Trecho do documento:
O declínio moral do panetone


Logo a farofa natalina terá "gotas" de chocolate, e o peru com ele será recheado


DESDE QUE me dou por gente ouço críticas ao consumismo natalino. "Não existe mais nenhum espírito cristão... É só comércio", dizia minha mãe, por volta de 1965. A palavra "consumo" ainda não estava em voga.
Não tenho motivos, portanto, para reclamar da "descaracterização" do Natal.
Mas tenho algo a dizer sobre a descaracterização do panetone. Aqui, sim, o fenômeno é grave, relativamente recente e irreversível. Não me refiro aos panetones do governador Arruda, cuja imaterialidade, até o momento, não deixa de trazer um apelo ao mínimo de fé e misticismo que ainda se aninha no coração humano.
Falo dos panetones de verdade, os que se apalpam, cheiram e comem nesta época do ano.
Nunca foram a melhor coisa do Natal; quando criança, eu tampouco dava bola para amêndoas, castanhas e avelãs.
O sabor de frutas cristalizadas talvez não seja o mais atraente ao paladar infantil: a beleza daqueles cubos de cidra verde, raros no meio de algumas passas amarelas e pretas, trazia à boca uma certa decepção escorregadia e saponácea. A massa, pronta a ressecar-se, bastante queimada na parte da baixo, nada mais era, para mim, que a de um pão doce de padaria.
O panetone, enfim, estava na categoria do sorvete de creme, do arroz-doce, do manjar branco, do doce de batata-doce, do incompreensível sequilho, do chatíssimo biscoito amanteigado: coisas de velho, prazeres pálidos, católicos, parentes de papas e mingaus.
Só mais tarde comecei a gostar de panetones. A verdade é que melhoraram muito: a química progrediu, tornando-os mais perfumados e macios, com mais frutas, menos casca preta. Melhoraram. E depois entraram num processo de completo declínio.
Declínio moral, faço questão de frisar. Ético, espiritual, deontológico. A semente da corrupção começou quando foi inventado o chocotone.
O consumidor, como bem sabem os fabricantes, não resiste ao chocolate. Imagino que as vendas de panetone não andassem lá essas coisas. Era preciso conquistar novos mercados; as crianças, que nada encontravam de interessante nas frutas cristalizadas, foram seduzidas.
Os pingos (ou melhor, as "gotas") de chocolate entraram na massa do panetone como os soldados gregos no cavalo de Troia. A praça foi então conquistada cruelmente.

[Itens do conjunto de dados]
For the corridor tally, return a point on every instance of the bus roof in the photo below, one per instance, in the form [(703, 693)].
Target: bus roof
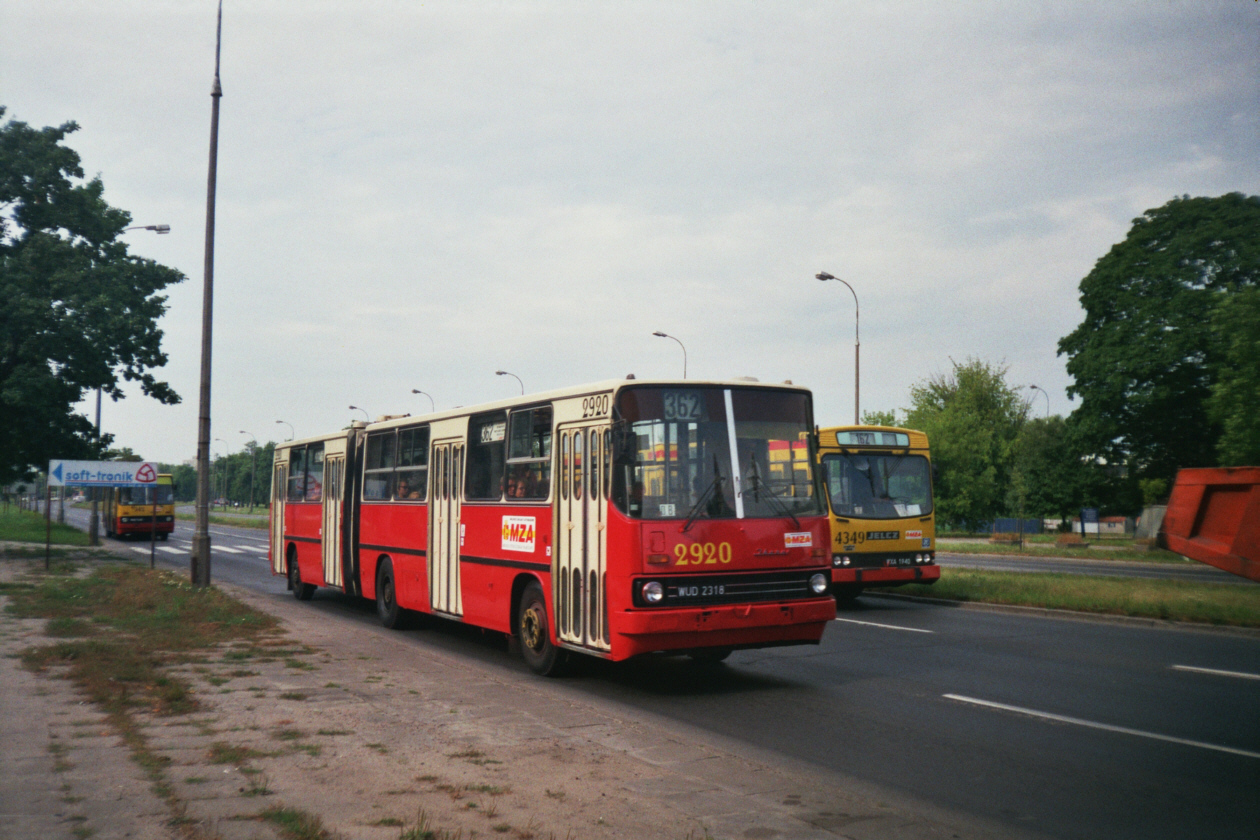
[(605, 385), (827, 437)]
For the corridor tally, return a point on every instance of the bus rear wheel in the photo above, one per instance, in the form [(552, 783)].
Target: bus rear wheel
[(534, 634), (301, 591), (391, 615)]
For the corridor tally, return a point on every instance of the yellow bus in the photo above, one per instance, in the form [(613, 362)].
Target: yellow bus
[(130, 510), (880, 498)]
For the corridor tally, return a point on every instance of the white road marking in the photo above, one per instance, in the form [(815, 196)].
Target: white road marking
[(1106, 727), (1242, 675), (871, 624)]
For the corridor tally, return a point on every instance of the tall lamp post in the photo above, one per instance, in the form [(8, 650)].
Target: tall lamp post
[(253, 460), (1043, 394), (504, 373), (857, 345), (200, 556), (665, 335), (432, 406)]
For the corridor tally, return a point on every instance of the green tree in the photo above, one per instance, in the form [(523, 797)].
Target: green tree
[(880, 418), (972, 418), (1145, 359), (1059, 477), (1235, 399), (78, 311)]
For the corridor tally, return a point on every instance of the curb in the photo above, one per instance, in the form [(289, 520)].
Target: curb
[(1070, 615)]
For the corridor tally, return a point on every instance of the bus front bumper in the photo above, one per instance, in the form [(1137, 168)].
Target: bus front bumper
[(890, 576), (744, 626)]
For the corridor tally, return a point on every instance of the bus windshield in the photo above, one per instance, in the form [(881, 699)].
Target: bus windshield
[(145, 495), (679, 452), (872, 485)]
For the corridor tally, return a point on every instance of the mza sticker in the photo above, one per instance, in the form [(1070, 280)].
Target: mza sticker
[(518, 534)]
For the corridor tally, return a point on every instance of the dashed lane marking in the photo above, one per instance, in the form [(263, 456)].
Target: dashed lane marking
[(1105, 727), (872, 624), (1241, 675)]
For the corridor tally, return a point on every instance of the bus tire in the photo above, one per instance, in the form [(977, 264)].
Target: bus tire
[(391, 615), (847, 593), (301, 591), (533, 631)]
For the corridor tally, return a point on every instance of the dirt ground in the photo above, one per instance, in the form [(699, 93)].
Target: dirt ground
[(381, 737)]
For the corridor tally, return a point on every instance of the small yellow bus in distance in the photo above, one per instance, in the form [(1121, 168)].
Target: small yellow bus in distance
[(880, 498), (130, 510)]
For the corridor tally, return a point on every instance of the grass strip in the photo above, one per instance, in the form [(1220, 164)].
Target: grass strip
[(1214, 603), (1050, 549), (28, 527), (258, 523)]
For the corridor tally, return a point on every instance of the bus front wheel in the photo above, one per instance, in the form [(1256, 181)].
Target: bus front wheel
[(534, 634), (301, 591)]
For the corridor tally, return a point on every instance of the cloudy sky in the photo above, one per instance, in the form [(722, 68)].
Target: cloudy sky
[(418, 194)]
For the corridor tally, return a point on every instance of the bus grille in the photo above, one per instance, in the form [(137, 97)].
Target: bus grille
[(702, 590)]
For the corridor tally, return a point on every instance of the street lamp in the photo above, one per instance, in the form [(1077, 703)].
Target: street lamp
[(504, 373), (665, 335), (1043, 394), (857, 344), (223, 472), (432, 407), (253, 459)]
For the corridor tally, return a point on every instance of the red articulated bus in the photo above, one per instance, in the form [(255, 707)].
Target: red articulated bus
[(614, 519)]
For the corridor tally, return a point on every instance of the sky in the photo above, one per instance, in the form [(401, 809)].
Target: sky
[(413, 195)]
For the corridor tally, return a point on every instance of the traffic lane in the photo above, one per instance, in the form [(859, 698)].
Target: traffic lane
[(1191, 571), (870, 703)]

Pedido:
Prossiga com o texto sobre o declínio moral do panetone a partir da última frase apresentada. As linhas não têm nenhuma relação com o texto.

Resposta:
Hoje, não basta o chocotone. Vejo, nos anúncios, uma Pandora de versões, variações, heresias e blasfêmias. O panetone de Prestígio, por exemplo. Já não bastava o ovo de Páscoa?
Antes liso, puro, perfeito como uma escultura de Brancusi, o ovo de Páscoa empipocou-se de "krispinhos" de arroz, engravidou de marshmal-low, regurgita amendoins, dá à luz Barbies e bonequinhos de Homem-Aranha. O tradicional panetone, antes vetusto e inexpressivo como um doge de Veneza, calvo e redondo como um cardeal milanês, viu-se revestido de um gorro de chocolate; empapuçou-se de doce de leite; contrai sarampos de goiabada e cataporas de morango.
Panetones de chocolate branco, panetones de brigadeiro, panetones cor-de-rosa. "Prestigiotones", "bananatones", "vienatones". Vi um em que até a massa é de bolo de chocolate.
Rabugices minhas, pode ser. A escolha do cliente se diversifica. Mas o que se ganha em variedade representa, no fundo, uma vitória da uniformização. Gostando-se ou não do panetone tradicional, era uma coisa só, a ser consumida num período determinado do ano. Chocolate se come o ano todo. Reencontrar na mesa natalina o bombom Prestígio, o brigadeiro, o Chokito, não deixa de ser uma perda, desse ponto de vista.
Sou um grande chocólatra, mas ainda assim começo a ficar incomodado. Uma vez que o chocolate é insuperável, passa a ser utilizado universalmente. Já existe macarrão de chocolate, pizza de chocolate e pipoca com chocolate; logo a farofa natalina terá "gotas" de chocolate, e o peru com ele será recheado.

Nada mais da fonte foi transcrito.